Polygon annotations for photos
==========
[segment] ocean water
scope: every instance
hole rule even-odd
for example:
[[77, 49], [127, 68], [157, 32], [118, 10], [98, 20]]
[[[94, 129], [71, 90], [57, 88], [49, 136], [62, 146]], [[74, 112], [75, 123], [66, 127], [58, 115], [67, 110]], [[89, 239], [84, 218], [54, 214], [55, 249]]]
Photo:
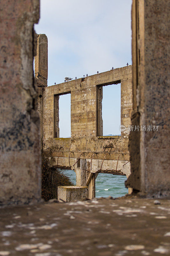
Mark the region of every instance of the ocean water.
[[[75, 172], [72, 170], [61, 171], [76, 185]], [[128, 192], [128, 189], [125, 187], [124, 184], [127, 179], [126, 176], [99, 173], [96, 180], [96, 197], [107, 197], [110, 196], [115, 198], [125, 196]]]

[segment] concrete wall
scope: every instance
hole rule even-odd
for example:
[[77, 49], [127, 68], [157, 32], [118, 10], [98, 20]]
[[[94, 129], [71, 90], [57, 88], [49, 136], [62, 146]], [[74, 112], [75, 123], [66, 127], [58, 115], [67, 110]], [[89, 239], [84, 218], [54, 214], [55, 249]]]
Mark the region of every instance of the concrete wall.
[[[38, 35], [39, 42], [41, 36], [44, 38], [45, 36]], [[37, 45], [35, 70], [39, 70], [39, 81], [45, 69], [44, 63], [43, 68], [41, 67], [40, 60], [47, 54], [47, 49], [45, 51]], [[42, 95], [39, 99], [38, 110], [43, 148], [53, 148], [54, 165], [75, 171], [77, 186], [88, 185], [89, 198], [95, 196], [95, 179], [99, 172], [127, 177], [130, 173], [130, 163], [124, 166], [129, 160], [128, 132], [122, 132], [121, 136], [102, 136], [103, 86], [116, 86], [119, 83], [121, 84], [121, 124], [128, 127], [131, 124], [132, 108], [131, 66], [48, 87], [38, 83], [39, 94]], [[59, 100], [61, 95], [67, 93], [71, 95], [71, 138], [60, 138]], [[80, 164], [75, 164], [80, 155]]]
[[133, 1], [132, 123], [159, 128], [131, 132], [126, 185], [147, 197], [170, 196], [170, 9], [168, 0]]
[[34, 83], [39, 0], [0, 1], [0, 204], [41, 198], [39, 121]]
[[[126, 127], [131, 124], [132, 66], [112, 69], [47, 87], [44, 83], [45, 80], [42, 81], [42, 78], [46, 76], [47, 78], [47, 73], [44, 72], [48, 70], [47, 38], [44, 35], [37, 35], [37, 37], [35, 69], [41, 97], [38, 100], [38, 110], [43, 148], [45, 150], [52, 148], [53, 164], [74, 170], [77, 186], [89, 184], [89, 198], [94, 197], [95, 179], [99, 172], [127, 177], [130, 174], [130, 163], [124, 167], [129, 160], [129, 133], [124, 131], [121, 132], [121, 136], [102, 136], [102, 99], [103, 86], [116, 86], [121, 83], [121, 124]], [[45, 60], [42, 62], [44, 59]], [[59, 100], [62, 95], [68, 93], [71, 96], [71, 137], [60, 138]], [[80, 156], [79, 164], [75, 164]]]
[[[107, 159], [129, 160], [128, 138], [127, 132], [122, 136], [110, 137], [97, 136], [97, 91], [99, 87], [106, 84], [114, 84], [116, 81], [121, 82], [121, 124], [130, 125], [130, 110], [132, 109], [132, 84], [131, 66], [116, 68], [76, 80], [48, 86], [43, 92], [43, 143], [44, 149], [53, 146], [55, 148], [54, 156], [57, 157], [79, 157], [91, 158], [94, 152], [97, 153], [94, 159], [103, 159], [107, 153], [112, 153]], [[62, 94], [71, 94], [70, 138], [54, 138], [54, 119], [58, 120], [58, 109], [54, 114], [54, 99]], [[56, 101], [57, 101], [56, 100]], [[58, 108], [58, 102], [56, 104]], [[113, 114], [114, 115], [114, 114]], [[57, 129], [58, 124], [57, 124]]]

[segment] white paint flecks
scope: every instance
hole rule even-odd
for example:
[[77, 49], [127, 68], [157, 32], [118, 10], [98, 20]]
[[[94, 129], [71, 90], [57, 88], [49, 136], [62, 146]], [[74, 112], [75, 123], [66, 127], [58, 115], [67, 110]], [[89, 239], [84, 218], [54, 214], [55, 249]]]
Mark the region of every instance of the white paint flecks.
[[130, 244], [125, 247], [125, 249], [128, 251], [142, 250], [144, 249], [144, 246], [141, 244]]
[[170, 236], [170, 232], [167, 232], [165, 234], [164, 236]]
[[8, 256], [10, 254], [10, 252], [7, 251], [0, 251], [0, 256]]
[[155, 252], [159, 252], [162, 254], [165, 254], [165, 253], [167, 253], [169, 251], [165, 247], [160, 246], [158, 248], [156, 248], [153, 250], [153, 251]]

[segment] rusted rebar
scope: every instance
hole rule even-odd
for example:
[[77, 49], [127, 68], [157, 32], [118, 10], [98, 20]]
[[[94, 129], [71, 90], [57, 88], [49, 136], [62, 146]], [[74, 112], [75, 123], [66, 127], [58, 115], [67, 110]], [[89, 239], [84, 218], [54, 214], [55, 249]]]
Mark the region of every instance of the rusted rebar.
[[93, 155], [92, 156], [92, 159], [91, 159], [91, 163], [90, 164], [90, 170], [92, 170], [92, 159], [93, 158], [93, 156], [94, 156], [94, 155], [95, 155], [95, 154], [97, 154], [97, 153], [94, 153], [93, 154]]
[[77, 162], [78, 162], [78, 160], [79, 160], [79, 159], [80, 159], [80, 156], [81, 156], [81, 155], [83, 155], [83, 154], [84, 154], [84, 152], [83, 152], [83, 153], [81, 153], [81, 154], [80, 155], [80, 156], [79, 156], [79, 157], [78, 157], [78, 160], [77, 160], [77, 161], [76, 162], [76, 163], [75, 163], [75, 164], [73, 164], [73, 166], [74, 166], [74, 165], [75, 165], [75, 164], [76, 164], [77, 163]]
[[118, 159], [117, 159], [117, 165], [116, 165], [116, 172], [117, 171], [117, 165], [118, 164], [118, 161], [119, 161], [119, 156], [120, 156], [121, 155], [123, 155], [123, 154], [122, 153], [121, 153], [121, 154], [120, 154], [120, 155], [119, 155], [119, 156], [118, 157]]
[[60, 153], [59, 153], [59, 155], [58, 155], [58, 159], [57, 159], [57, 165], [58, 165], [58, 158], [59, 158], [59, 156], [60, 156], [60, 153], [62, 153], [62, 152], [60, 152]]
[[109, 154], [110, 154], [111, 153], [111, 152], [110, 152], [110, 153], [107, 153], [107, 154], [106, 154], [105, 155], [105, 156], [103, 158], [103, 161], [102, 161], [102, 163], [101, 164], [101, 166], [100, 169], [100, 171], [101, 170], [101, 167], [102, 167], [102, 165], [103, 165], [103, 161], [105, 160], [105, 158], [106, 157], [107, 155], [109, 155]]
[[129, 163], [129, 162], [130, 162], [130, 161], [128, 161], [128, 162], [127, 162], [127, 163], [126, 163], [126, 164], [123, 164], [123, 166], [124, 166], [124, 165], [125, 165], [125, 164], [128, 164], [128, 163]]
[[71, 167], [71, 165], [70, 164], [70, 154], [71, 154], [71, 153], [73, 153], [73, 152], [70, 152], [70, 153], [69, 154], [69, 164], [70, 164], [70, 167]]

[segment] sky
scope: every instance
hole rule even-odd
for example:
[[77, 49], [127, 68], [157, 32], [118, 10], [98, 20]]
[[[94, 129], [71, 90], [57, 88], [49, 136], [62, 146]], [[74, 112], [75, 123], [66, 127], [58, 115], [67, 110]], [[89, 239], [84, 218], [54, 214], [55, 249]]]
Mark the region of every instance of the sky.
[[[124, 67], [127, 62], [131, 65], [131, 3], [132, 0], [41, 0], [40, 19], [34, 28], [48, 38], [48, 86], [63, 83], [66, 76], [74, 79]], [[102, 102], [106, 135], [120, 133], [120, 112], [112, 105], [118, 102], [120, 109], [119, 85], [109, 86], [104, 88], [106, 102], [104, 98]], [[62, 96], [60, 137], [66, 137], [70, 134], [70, 103]]]

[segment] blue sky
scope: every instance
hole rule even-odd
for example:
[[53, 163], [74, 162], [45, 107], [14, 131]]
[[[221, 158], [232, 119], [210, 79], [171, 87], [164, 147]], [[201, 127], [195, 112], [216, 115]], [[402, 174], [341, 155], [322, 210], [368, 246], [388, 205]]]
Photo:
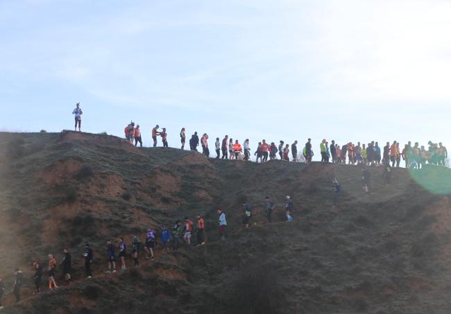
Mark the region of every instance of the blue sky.
[[450, 16], [439, 0], [2, 0], [0, 130], [71, 129], [80, 101], [83, 130], [133, 119], [146, 145], [158, 123], [171, 146], [182, 127], [254, 148], [449, 146]]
==========
(Your goal) Rewrite the listing from its start through the line containing "198], [125, 196]]]", both included. Replace "ocean water" with "seawater", keep everything else unchanged, and leave the pictures out of your answer.

(Task response)
[segment] seawater
scope: every instance
hole rule even-odd
for example:
[[77, 49], [127, 68], [157, 32], [118, 10], [98, 20]]
[[[94, 129], [71, 90], [57, 88], [49, 136], [62, 146]], [[74, 112], [75, 123], [66, 127], [58, 115], [67, 110]], [[89, 239], [84, 218], [54, 214], [55, 249]]]
Photo:
Mark the region of every instance of the seawater.
[[[75, 172], [72, 170], [61, 171], [76, 185]], [[128, 192], [128, 189], [125, 187], [124, 184], [127, 179], [126, 176], [99, 173], [96, 180], [96, 197], [107, 197], [110, 196], [115, 198], [125, 196]]]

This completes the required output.